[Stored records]
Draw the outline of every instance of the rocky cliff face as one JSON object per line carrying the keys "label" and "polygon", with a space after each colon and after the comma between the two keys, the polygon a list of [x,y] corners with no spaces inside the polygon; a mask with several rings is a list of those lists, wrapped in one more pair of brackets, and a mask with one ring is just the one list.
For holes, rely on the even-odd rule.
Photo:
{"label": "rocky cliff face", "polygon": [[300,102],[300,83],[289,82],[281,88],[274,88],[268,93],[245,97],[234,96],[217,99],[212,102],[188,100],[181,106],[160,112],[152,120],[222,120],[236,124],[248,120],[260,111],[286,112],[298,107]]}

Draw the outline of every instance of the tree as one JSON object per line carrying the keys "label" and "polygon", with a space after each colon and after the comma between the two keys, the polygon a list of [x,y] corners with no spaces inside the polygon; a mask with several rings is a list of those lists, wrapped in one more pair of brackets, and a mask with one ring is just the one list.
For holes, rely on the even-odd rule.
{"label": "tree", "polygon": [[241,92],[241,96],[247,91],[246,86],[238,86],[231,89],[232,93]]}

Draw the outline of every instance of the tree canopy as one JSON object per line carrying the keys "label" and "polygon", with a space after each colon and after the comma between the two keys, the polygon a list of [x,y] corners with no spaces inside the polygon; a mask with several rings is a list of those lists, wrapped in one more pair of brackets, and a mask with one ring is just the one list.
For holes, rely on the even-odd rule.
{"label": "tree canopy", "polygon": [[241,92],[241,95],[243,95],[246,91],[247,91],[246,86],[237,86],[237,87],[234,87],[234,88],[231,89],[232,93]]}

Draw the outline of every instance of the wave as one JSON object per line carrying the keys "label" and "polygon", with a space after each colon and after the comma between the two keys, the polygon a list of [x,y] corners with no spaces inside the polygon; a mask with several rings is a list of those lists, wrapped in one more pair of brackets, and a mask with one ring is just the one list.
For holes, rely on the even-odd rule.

* The problem *
The entries above must be repeated word for word.

* Exercise output *
Draw the outline of every instance of the rocky cliff face as one JSON object per line carrying the keys "label" and "polygon", with a space after each colon and after the comma between the two keys, the polygon a list of [x,y] corners with no spaces inside the polygon; a mask with several rings is a list of those lists, wrapped in one more pair of brackets, and a mask with one ring is just the one list.
For holes, rely on the even-odd rule.
Photo:
{"label": "rocky cliff face", "polygon": [[300,102],[300,83],[289,82],[281,88],[274,88],[268,93],[245,97],[234,96],[217,99],[212,102],[188,100],[181,106],[160,112],[152,120],[222,120],[236,124],[248,120],[260,111],[286,112],[298,107]]}

Draw the outline of every instance of the tree as one JSON object per line carrying the keys "label" and "polygon", with a space after each colon and after the comma between the two keys, the polygon a list of [x,y] corners with no spaces inside the polygon; a mask with several rings is a list of those lists, wrapped in one more pair of brackets, and a mask with one ring is just the one list.
For holes, rely on the even-odd rule.
{"label": "tree", "polygon": [[241,92],[241,96],[247,91],[246,86],[238,86],[231,89],[232,93]]}

Draw the outline of every instance of the tree canopy as one JSON object per line carrying the keys "label" and "polygon", with a space after each colon and after the comma between the two keys, the polygon a list of [x,y] corners with no spaces inside the polygon; a mask with several rings is a list of those lists, wrapped in one more pair of brackets, and a mask with one ring is just the one list.
For holes, rely on the even-odd rule.
{"label": "tree canopy", "polygon": [[241,92],[241,95],[243,95],[246,91],[247,91],[246,86],[237,86],[237,87],[234,87],[234,88],[231,89],[232,93]]}

Draw the outline of every instance of the wave as one JSON object per line carrying the keys "label" and "polygon", with a space after each colon and after the comma between the two keys, the polygon a list of [x,y] corners with no spaces inside the polygon; a mask with several rings is a list of those lists, wrapped in one more pair of brackets, and a mask with one ring is just the one list.
For holes, rely on the even-odd rule.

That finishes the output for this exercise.